• **Written problem**: Rewrite the records below with "tag" replaced by "mark" wherever it appears, keeping everything else the same.

• **Dataset rows**:
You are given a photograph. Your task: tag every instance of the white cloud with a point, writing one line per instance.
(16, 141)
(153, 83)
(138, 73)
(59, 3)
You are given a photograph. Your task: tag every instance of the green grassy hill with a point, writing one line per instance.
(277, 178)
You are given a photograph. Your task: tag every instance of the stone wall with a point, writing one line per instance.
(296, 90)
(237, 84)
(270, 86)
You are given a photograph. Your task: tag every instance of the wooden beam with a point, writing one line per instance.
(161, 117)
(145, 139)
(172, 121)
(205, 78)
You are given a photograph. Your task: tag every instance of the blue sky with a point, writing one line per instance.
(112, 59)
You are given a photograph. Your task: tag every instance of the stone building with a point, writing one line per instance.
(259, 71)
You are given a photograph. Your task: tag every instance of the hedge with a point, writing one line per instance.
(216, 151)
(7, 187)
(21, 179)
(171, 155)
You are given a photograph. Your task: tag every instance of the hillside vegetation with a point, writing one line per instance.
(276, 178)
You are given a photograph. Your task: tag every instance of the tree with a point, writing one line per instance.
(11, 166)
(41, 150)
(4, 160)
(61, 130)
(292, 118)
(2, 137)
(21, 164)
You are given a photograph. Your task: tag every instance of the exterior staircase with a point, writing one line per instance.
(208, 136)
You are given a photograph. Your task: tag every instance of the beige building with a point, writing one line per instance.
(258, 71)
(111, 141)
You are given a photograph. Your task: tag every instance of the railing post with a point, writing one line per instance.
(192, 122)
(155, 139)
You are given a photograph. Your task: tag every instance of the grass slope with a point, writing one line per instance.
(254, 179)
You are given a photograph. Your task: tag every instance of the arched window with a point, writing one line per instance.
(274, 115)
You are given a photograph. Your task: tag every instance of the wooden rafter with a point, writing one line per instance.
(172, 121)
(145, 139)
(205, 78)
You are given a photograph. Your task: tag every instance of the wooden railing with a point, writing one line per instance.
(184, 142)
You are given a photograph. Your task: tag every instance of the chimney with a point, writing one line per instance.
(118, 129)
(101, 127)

• **Solution to the exercise**:
You are given a photograph. Your task: mark every instance of the white cloud with a point, writing one line per instance.
(16, 141)
(153, 83)
(138, 73)
(59, 3)
You are given a photograph. Your task: mark every instance of the green grassy hill with a point, writing one line per instance.
(277, 178)
You are given a photograph. Your task: mark every instance of the stone wall with a point, writing one line per instance.
(296, 90)
(237, 84)
(270, 86)
You are given a photograph. Your task: mark every instance of the wooden beam with a point, writing one line per instance.
(161, 117)
(145, 139)
(172, 121)
(205, 78)
You are given a photograph. Your task: mark every instance of the blue sky with a point, writing one line per instance.
(112, 59)
You are given a photograph. Your task: mark every instance of the stone building with a point, writing one line per instance.
(259, 71)
You are given a photograph. Your task: mark every instance of the hedge with a point, writing one line per instance.
(216, 151)
(7, 187)
(21, 179)
(171, 155)
You are given a photograph. Your task: mark every instance of the hillside vegetation with a point, writing one line per instance.
(276, 178)
You are given a photograph. Your task: mark every instance of the tree with a point, writing one line per instance.
(11, 166)
(41, 150)
(4, 160)
(61, 130)
(292, 118)
(2, 137)
(21, 164)
You are given a photograph. Your task: mark every instance of the exterior staircase with a point, writing one line per instance.
(208, 136)
You are given a photograph. Your task: mark every instance of the beige building with a point, writing one line per instance.
(258, 71)
(111, 141)
You are given a photograph. Your task: mark every instance of the railing post with a point, writing one line per instance.
(192, 122)
(155, 139)
You are given a photograph. Your task: mark every instance of the grass slope with a point, writing one line per instance.
(254, 179)
You are given a photograph. Your task: mark every instance of the arched window with a point, writing one line per instance.
(274, 115)
You are given a photograph. Your task: mark every instance of the wooden rafter with a point, writing one line per instance.
(172, 121)
(145, 139)
(205, 78)
You are given a photograph. Your task: mark every instance of the wooden railing with a point, writing one line per instance.
(184, 142)
You are given a photograph. Your task: mark every instance of the chimney with a point, writing one line per instance.
(118, 129)
(101, 127)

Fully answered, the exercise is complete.